# DOCUMENT EXTRACT:
------------------------------------------------------------------------
Individually, Zverev, Tsitsipas and especially Medvedev have achieved more than most players can dream of. Medvedev did not only win a major, but also reached world No. 1. But their collective decline from era-changing talents, who, in the case of Zverev and Medvedev, forced style changes across the tour with their combination of gigantic serves and elite movement and defense, illustrates how far Sinner and Alcaraz have pulled away.

Djokovic’s ability to stay in the conversation — in part by adjusting his game to the kill-or-be-killed aggression Sinner and Alcaraz bring that Medvedev and Zverev cannot adopt — only compounds that.

Andrey Rublev, another regular qualifier from the past few years nowhere to be seen this year, summarized the plight in an interview with Russian outlet Bolshe last month.

“I can continue to be stuck in the top 20 and gradually all the young players drag me down further, or I try to change everything drastically and give myself another chance in my career,” he said. Tsitsipas, Zverev, Fritz and three-time Grand Slam finalist Casper Ruud, another 1990s-born player not truly of the sandwich generation, have expressed similar sentiments all season.

Rublev, along with Zverev and Medvedev, also qualified for the inaugural Next Gen ATP Finals in 2017, which was open to the year’s eight best players aged 21 and under. It was supposed to give a glimpse into the future, but eight years later, it looks more like a memento of a frustrated dream. Tsitsipas was an alternate for the event, hailed even more so than Medvedev and Zverev as the Next Big Thing with his highlight-reel attack and flowing one-handed backhand.
------------------------------------------------------------------------
# Source records:
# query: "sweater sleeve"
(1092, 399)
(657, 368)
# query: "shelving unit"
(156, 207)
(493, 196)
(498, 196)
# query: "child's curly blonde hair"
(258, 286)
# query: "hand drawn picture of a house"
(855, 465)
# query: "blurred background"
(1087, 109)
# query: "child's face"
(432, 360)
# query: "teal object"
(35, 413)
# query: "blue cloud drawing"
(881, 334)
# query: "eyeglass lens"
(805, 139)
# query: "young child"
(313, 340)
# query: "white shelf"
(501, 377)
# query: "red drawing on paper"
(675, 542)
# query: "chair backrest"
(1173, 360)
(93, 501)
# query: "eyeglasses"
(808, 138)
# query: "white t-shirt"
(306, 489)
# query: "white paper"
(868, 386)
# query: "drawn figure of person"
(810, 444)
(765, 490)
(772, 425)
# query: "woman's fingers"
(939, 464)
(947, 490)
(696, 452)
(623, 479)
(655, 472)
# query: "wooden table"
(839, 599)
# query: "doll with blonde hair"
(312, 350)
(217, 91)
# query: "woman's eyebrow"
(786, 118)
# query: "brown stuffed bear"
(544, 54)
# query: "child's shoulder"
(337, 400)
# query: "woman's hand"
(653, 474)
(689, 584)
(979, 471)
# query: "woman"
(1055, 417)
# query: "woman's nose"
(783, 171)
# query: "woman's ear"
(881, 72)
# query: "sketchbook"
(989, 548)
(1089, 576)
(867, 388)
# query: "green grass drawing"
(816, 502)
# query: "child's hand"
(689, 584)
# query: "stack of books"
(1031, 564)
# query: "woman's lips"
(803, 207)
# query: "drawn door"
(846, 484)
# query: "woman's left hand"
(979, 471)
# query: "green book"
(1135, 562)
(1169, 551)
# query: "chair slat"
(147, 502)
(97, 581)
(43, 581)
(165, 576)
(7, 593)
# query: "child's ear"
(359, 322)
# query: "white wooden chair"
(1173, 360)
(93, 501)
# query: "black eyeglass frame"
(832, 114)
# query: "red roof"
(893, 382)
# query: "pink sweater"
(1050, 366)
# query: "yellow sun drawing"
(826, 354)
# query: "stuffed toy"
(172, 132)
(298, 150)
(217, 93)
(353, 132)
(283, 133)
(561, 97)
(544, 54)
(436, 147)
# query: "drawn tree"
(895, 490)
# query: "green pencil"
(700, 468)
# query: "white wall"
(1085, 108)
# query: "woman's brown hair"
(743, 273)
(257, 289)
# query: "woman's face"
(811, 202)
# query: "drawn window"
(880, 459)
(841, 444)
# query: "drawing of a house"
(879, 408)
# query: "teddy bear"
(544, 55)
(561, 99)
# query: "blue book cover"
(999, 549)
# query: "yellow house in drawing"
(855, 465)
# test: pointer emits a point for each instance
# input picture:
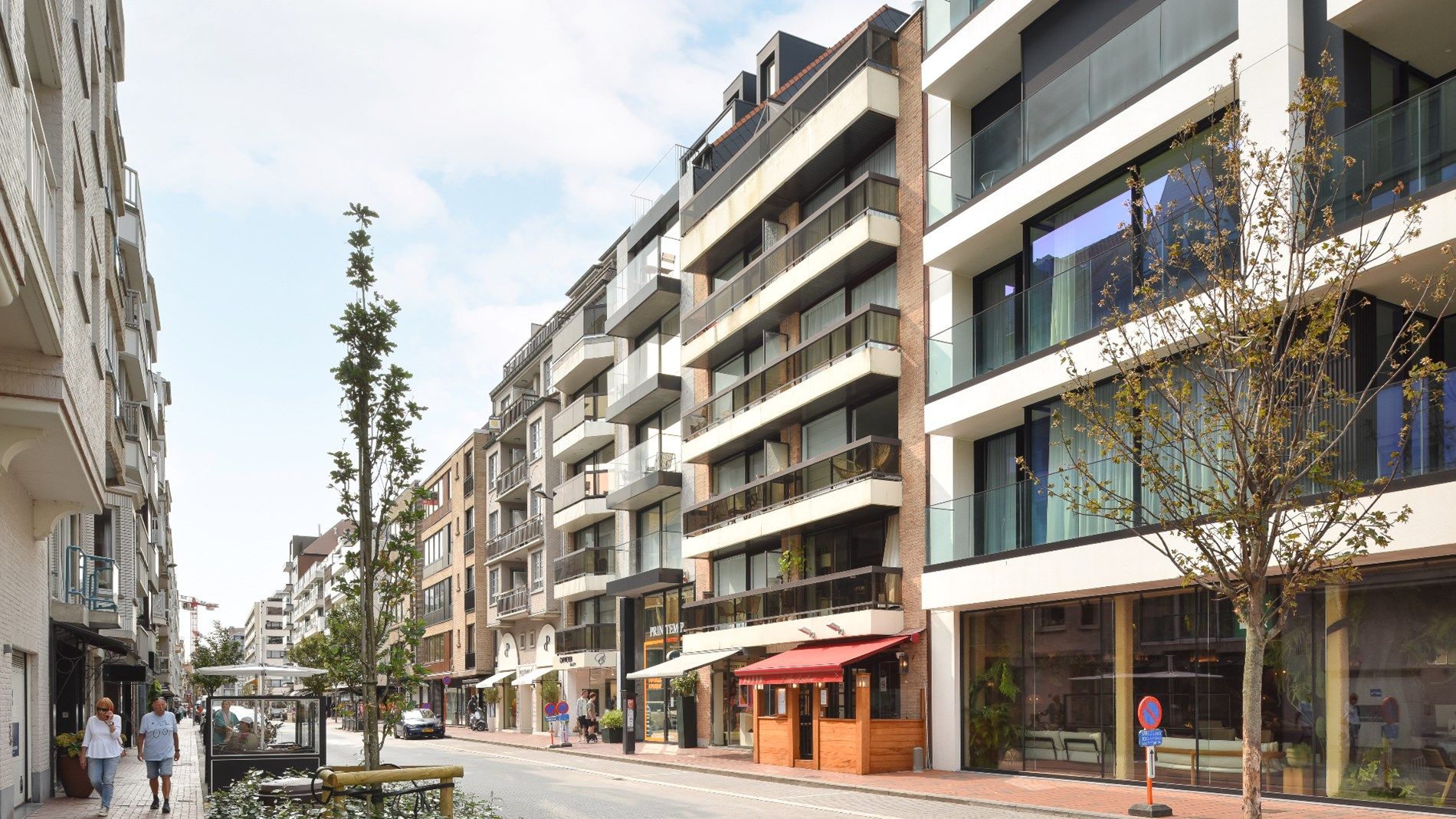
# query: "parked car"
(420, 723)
------------------------------------------------------------------------
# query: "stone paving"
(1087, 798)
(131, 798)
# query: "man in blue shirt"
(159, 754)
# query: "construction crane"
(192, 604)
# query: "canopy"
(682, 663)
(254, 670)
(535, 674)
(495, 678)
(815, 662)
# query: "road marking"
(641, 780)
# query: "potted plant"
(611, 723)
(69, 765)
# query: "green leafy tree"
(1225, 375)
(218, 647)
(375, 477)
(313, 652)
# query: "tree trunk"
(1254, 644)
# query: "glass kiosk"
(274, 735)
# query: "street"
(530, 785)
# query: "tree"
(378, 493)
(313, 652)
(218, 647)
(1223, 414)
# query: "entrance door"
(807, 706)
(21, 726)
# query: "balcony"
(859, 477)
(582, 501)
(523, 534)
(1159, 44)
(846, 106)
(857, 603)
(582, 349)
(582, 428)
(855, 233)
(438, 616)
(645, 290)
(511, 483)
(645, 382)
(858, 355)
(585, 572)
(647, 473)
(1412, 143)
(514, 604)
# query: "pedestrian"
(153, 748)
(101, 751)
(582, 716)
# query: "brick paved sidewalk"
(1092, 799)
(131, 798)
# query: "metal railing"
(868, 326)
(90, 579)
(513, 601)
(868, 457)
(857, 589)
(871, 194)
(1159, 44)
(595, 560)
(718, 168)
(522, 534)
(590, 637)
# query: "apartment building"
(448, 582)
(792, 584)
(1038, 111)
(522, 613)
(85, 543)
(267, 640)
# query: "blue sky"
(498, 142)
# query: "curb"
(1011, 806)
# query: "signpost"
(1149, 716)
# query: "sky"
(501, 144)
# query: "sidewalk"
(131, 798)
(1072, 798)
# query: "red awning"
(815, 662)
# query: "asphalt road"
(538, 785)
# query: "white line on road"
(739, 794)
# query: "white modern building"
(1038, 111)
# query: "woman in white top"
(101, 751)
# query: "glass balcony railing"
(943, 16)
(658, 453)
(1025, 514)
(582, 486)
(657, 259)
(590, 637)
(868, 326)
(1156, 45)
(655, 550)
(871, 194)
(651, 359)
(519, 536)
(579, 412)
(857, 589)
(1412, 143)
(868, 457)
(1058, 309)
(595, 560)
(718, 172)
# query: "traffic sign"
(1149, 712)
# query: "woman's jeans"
------------------------------------------------------------------------
# DIRECTIONS FOR THIS TASK:
Continue the tennis article on the sandwich generation's struggles against Sinner and Alcaraz, beginning right after its last sentence.

# TASK OUTPUT:
He has reached two Grand Slam finals and has won 12 titles, but he has also suffered the most of the sandwich generation this year. A change of racket brought a brief upturn in form in February, where he won an ATP 500 title at the Dubai Tennis Championships, but it also worsened an ongoing back injury. Tsitsipas will end the season with his lowest year-end ranking since he was a teenager in 2017, and that pair of Grand Slam final defeats, in 2021 when he led Djokovic by two sets to love at Roland Garros and in 2023 to the same player at the Australian Open, feel a lifetime ago.

The ATP Tour Finals’ place as something of a sanctuary for these players has faded into yet another reminder of what was denied them. Zverev, the last man standing, this year won his opening match against Ben Shelton of the U.S., but still looks ill-equipped to consistently challenge the best two players above him, and in so doing, to halt the slide of the Next Gen into its resting place as a nearly gen.